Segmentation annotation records
--- Start ---

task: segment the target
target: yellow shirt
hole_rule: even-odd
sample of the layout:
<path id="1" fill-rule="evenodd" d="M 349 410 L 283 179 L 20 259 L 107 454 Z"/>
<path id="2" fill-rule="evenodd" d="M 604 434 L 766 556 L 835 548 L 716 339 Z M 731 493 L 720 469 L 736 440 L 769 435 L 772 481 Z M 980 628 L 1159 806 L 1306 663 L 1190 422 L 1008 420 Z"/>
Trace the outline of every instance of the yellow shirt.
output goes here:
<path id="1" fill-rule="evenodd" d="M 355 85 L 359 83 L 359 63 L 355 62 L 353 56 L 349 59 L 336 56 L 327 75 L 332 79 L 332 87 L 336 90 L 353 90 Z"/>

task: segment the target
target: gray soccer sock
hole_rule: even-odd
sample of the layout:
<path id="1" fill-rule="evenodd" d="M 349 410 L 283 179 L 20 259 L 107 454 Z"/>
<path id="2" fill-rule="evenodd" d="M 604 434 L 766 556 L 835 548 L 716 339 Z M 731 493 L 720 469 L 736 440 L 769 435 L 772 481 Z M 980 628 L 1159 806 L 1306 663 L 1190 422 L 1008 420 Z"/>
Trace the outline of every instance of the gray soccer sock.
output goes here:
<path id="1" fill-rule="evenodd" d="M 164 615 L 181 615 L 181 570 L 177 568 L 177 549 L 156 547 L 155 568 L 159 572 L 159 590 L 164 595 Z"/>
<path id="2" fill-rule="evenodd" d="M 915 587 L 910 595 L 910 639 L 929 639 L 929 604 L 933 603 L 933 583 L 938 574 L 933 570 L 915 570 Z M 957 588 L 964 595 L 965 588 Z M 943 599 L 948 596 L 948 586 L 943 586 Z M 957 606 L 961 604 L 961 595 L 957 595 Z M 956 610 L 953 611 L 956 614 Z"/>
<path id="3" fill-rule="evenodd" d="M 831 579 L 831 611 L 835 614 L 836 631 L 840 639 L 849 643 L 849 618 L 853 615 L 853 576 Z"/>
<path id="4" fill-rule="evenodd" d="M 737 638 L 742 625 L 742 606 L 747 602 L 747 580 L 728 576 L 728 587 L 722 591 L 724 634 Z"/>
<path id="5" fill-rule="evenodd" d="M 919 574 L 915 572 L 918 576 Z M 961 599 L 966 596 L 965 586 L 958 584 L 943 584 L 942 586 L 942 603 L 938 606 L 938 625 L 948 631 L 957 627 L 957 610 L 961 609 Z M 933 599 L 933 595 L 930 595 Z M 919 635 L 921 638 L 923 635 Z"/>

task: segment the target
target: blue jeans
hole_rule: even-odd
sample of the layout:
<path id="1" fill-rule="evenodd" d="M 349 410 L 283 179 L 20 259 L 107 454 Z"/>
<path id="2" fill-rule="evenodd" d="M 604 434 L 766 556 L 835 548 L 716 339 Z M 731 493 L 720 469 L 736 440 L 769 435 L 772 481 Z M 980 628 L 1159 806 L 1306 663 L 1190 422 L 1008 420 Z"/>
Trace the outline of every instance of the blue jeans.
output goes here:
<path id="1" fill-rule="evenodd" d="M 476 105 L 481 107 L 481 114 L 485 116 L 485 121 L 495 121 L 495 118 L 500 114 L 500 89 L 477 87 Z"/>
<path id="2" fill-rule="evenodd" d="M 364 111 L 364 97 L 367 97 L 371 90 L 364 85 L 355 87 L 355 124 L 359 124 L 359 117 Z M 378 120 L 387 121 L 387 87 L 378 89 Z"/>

--- End ---

Description of the task: Which lines in the listing above contain the string "soccer", with case counting? Report each of those lines in full.

Written answer:
target: gray soccer sock
Trace the outline of every instance of the gray soccer sock.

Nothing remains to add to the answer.